### WORK TO BE COMPLETED
State how many lines in the data below contain the string "blurred" and give only that number. Letter case counts.

___ SOURCE DATA

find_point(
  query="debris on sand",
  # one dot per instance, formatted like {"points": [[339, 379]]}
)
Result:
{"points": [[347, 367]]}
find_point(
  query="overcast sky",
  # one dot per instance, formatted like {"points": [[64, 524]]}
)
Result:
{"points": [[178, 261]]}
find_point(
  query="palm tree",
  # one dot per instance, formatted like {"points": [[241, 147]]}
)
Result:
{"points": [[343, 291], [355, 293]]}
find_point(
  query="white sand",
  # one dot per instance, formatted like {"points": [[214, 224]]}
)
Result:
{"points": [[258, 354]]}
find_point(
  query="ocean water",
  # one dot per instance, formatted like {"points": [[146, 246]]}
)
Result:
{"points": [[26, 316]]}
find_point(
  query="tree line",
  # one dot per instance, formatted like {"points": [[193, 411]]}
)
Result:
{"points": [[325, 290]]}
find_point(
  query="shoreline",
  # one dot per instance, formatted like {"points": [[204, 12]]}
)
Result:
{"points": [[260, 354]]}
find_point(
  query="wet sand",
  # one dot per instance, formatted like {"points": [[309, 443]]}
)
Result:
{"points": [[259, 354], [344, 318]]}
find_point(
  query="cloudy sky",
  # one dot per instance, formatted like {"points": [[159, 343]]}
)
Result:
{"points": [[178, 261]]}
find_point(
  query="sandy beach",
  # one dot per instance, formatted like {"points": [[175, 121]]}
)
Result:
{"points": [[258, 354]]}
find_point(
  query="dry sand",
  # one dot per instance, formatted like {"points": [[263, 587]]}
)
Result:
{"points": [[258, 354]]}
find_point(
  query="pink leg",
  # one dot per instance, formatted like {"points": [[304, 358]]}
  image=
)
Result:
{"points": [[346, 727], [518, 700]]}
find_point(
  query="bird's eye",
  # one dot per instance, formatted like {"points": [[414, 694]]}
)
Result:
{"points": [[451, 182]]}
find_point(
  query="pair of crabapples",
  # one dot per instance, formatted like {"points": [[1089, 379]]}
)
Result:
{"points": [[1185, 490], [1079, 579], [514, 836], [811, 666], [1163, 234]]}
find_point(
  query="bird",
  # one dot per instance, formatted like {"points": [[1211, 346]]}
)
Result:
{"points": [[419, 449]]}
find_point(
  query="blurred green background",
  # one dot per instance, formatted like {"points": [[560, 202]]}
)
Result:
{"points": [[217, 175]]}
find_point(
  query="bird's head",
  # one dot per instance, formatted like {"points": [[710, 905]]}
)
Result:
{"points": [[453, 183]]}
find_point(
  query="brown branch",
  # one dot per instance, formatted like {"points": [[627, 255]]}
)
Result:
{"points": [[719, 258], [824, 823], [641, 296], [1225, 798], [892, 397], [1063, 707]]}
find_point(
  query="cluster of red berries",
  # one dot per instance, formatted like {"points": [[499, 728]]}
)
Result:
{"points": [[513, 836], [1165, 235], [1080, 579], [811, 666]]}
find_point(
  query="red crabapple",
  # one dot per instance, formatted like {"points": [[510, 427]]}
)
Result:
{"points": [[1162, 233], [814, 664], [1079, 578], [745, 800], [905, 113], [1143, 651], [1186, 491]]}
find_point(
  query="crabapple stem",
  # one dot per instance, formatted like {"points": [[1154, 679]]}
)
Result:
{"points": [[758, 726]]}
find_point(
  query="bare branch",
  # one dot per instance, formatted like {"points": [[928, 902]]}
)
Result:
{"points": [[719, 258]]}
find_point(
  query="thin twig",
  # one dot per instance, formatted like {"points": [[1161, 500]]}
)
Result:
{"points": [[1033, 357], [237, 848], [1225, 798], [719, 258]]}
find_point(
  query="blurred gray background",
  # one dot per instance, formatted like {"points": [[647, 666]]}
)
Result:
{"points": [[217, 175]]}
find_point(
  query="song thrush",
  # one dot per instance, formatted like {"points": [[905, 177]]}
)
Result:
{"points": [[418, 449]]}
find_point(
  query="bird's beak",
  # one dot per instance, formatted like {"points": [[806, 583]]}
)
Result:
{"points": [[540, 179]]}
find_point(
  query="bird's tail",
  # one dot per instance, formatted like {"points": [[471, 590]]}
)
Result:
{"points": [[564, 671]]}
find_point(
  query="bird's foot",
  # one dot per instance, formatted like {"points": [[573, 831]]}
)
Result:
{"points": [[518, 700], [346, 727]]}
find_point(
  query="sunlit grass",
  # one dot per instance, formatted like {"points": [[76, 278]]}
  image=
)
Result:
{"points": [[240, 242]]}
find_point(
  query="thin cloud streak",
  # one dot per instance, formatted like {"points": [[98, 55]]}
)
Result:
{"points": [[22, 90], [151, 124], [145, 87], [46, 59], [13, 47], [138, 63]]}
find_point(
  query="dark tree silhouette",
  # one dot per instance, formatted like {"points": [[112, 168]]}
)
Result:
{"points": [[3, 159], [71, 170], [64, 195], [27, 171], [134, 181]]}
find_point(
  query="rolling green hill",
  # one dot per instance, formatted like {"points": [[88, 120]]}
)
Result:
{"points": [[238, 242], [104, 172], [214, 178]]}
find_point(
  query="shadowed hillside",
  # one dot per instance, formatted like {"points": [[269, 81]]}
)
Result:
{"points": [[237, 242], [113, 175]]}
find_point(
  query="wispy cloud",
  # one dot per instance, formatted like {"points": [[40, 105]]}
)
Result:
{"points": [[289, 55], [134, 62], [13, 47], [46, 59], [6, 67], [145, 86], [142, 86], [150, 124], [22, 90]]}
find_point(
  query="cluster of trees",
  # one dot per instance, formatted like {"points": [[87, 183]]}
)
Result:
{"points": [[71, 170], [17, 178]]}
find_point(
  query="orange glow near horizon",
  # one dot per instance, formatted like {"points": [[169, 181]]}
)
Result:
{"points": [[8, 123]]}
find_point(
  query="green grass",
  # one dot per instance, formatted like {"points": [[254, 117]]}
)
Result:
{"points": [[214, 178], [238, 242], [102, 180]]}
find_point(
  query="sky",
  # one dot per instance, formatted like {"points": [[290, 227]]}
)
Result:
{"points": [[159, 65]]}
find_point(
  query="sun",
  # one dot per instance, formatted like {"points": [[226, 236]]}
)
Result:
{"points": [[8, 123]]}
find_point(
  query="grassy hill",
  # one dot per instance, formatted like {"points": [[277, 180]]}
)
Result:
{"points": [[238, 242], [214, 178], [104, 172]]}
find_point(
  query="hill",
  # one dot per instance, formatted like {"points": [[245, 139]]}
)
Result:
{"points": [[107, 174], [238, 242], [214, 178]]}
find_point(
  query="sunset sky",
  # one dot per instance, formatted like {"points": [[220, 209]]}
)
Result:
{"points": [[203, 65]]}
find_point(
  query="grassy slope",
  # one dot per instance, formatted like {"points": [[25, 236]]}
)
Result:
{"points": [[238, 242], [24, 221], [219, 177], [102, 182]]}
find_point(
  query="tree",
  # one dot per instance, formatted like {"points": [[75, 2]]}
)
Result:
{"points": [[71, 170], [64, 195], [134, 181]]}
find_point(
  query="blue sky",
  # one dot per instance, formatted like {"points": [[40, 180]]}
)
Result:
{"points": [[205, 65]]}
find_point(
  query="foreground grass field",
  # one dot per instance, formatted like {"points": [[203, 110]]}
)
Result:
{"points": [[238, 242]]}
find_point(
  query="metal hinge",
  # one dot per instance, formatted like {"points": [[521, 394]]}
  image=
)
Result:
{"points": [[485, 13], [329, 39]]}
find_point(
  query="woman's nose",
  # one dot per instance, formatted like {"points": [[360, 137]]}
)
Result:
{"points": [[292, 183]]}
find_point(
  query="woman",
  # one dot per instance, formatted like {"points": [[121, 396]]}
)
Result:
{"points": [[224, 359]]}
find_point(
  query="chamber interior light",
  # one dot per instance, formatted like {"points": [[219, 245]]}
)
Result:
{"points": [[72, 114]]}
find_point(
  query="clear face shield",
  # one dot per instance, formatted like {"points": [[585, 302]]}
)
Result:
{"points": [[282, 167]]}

______

### REPLY TO THE TASK
2